*To do*:
Each line of the listing that includes the string "shaped" needs to be located and copied.

--- Record excerpts Enclosed Below ---

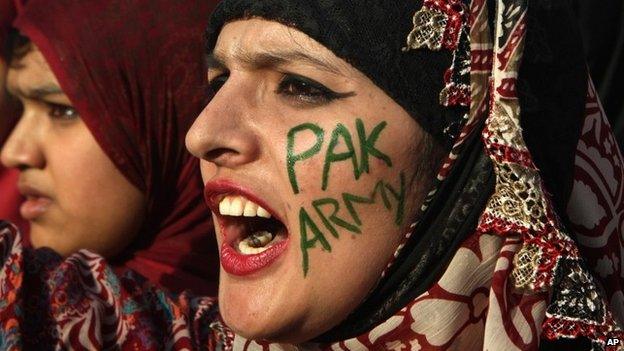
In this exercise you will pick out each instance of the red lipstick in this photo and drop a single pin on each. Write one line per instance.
(232, 260)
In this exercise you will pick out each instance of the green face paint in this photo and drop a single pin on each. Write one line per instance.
(306, 222)
(292, 158)
(331, 156)
(382, 194)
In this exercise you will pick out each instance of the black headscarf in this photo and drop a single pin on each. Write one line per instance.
(371, 36)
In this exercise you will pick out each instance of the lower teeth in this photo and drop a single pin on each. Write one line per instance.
(256, 242)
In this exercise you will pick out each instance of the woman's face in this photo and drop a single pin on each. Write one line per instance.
(297, 134)
(75, 196)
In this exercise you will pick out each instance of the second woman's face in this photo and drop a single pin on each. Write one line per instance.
(312, 175)
(75, 196)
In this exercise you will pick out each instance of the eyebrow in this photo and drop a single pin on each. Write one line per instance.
(38, 93)
(270, 59)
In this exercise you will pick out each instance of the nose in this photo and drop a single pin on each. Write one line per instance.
(223, 134)
(22, 149)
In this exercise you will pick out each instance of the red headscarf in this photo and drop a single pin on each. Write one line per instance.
(11, 198)
(133, 70)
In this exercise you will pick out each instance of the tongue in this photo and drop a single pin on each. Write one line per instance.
(256, 243)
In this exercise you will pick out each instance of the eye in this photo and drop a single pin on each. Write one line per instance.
(62, 112)
(307, 91)
(217, 82)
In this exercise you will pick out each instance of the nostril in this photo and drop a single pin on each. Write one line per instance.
(219, 155)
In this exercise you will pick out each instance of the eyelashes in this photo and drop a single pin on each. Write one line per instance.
(308, 91)
(297, 89)
(62, 112)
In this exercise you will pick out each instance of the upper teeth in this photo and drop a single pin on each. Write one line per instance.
(240, 206)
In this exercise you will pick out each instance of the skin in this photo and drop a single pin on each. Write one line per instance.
(242, 136)
(93, 206)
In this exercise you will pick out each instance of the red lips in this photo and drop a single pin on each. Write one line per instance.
(233, 261)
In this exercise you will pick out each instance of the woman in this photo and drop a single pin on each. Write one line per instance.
(327, 119)
(11, 198)
(108, 90)
(317, 154)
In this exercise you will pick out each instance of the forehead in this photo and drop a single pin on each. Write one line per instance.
(253, 41)
(30, 70)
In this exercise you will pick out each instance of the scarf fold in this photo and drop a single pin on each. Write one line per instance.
(133, 72)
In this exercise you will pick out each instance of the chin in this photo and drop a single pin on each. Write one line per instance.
(254, 320)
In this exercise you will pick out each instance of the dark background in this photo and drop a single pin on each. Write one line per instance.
(602, 25)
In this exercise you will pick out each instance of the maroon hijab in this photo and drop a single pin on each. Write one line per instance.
(133, 70)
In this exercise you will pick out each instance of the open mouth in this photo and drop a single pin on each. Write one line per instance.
(253, 237)
(250, 228)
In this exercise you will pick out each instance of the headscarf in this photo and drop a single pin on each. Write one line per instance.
(10, 199)
(133, 70)
(516, 90)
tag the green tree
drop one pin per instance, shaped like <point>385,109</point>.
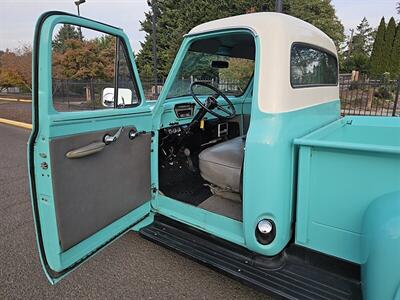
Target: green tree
<point>377,65</point>
<point>362,39</point>
<point>395,55</point>
<point>389,38</point>
<point>321,14</point>
<point>359,47</point>
<point>177,17</point>
<point>66,32</point>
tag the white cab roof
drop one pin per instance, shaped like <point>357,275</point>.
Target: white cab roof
<point>276,33</point>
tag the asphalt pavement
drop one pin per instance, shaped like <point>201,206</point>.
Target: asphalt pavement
<point>130,268</point>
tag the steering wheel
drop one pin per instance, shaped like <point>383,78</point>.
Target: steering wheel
<point>211,103</point>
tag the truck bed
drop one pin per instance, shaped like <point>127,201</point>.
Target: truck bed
<point>342,168</point>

--- End of Enclosed Record excerpts ---

*Solution to the problem*:
drop one pin per instance, shaped like <point>385,109</point>.
drop one pin per instance, shaped like <point>357,275</point>.
drop one pin per instance, shaped like <point>201,206</point>.
drop one pin per instance, shaped like <point>383,78</point>.
drop one pin per instance, shaped like <point>127,201</point>.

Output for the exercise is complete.